GIVEN ENTRIES:
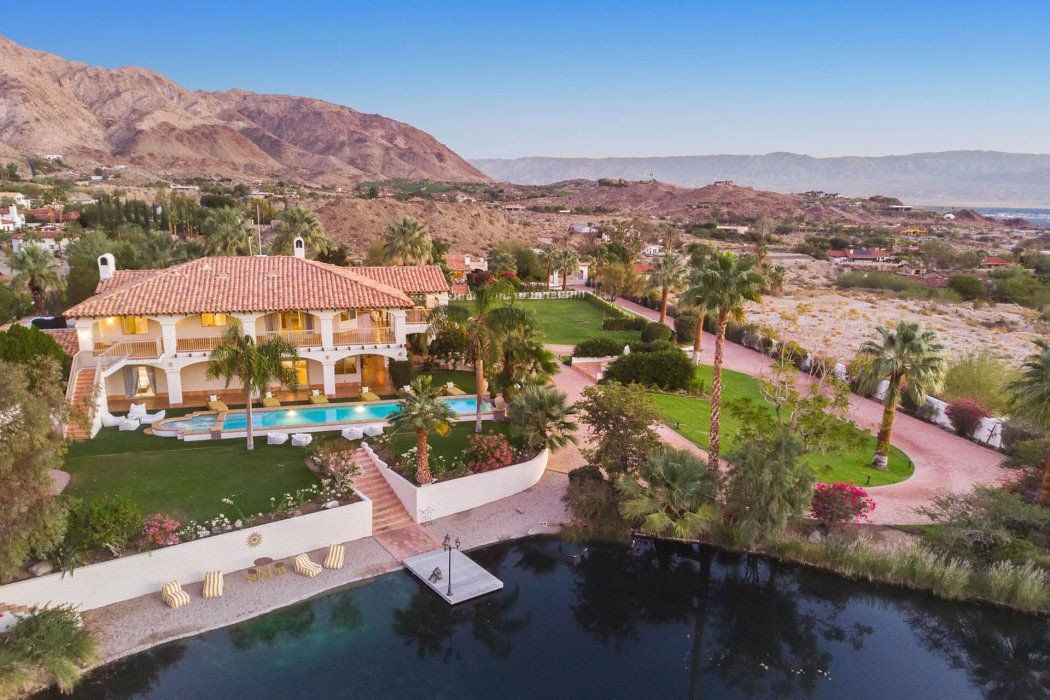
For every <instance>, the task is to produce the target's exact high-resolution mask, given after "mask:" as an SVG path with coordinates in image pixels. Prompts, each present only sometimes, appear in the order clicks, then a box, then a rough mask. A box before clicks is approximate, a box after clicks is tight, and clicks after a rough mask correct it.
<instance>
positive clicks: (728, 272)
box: [696, 252, 765, 469]
mask: <svg viewBox="0 0 1050 700" xmlns="http://www.w3.org/2000/svg"><path fill="white" fill-rule="evenodd" d="M754 264H755V260H754V258H748V257H742V258H738V257H736V256H735V255H733V254H732V253H729V252H717V253H715V254H714V255H713V256H712V257H711V259H710V260H709V261H708V264H707V267H705V268H703V269H702V270H701V271H700V273H699V276H698V278H697V280H696V287H697V288H698V290H697V294H699V295H700V296H701V297H702V298H705V299H707V309H708V310H710V311H711V312H713V313H714V315H715V359H714V363H713V377H712V380H711V434H710V447H709V449H708V454H709V455H710V459H711V462H710V466H711V468H712V469H717V468H718V453H719V442H718V438H719V433H720V431H721V390H722V381H721V369H722V362H723V357H724V351H726V328H727V326H728V325H729V321H730V319H731V318H732V319H734V320H737V321H742V320H743V306H744V304H745V303H747V302H749V301H758V299H759V292H760V290H761V289H762V284H764V283H765V278H764V277H763V276H762V275H761V274H760V273H758V272H755V271H754V270H753V269H752V268H753V267H754Z"/></svg>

TO DO:
Only the lines from the beginning of the listing through the line with "positive clicks: (728, 272)", both ends included, are to be repeated exactly; pictures stay out.

RESPONSE TO THE TASK:
For every <instance>, the task is to produce the target's exact high-resolution mask, given after "mask:" as an SVG path with coordinates in image pixels. Prompts, each present only sometimes, appear in the order clicks, then a box, then a rough mask. A box before clicks is approximate, a box after clicks is tight, and clicks after a rough mask correct it.
<instance>
positive clicks: (728, 272)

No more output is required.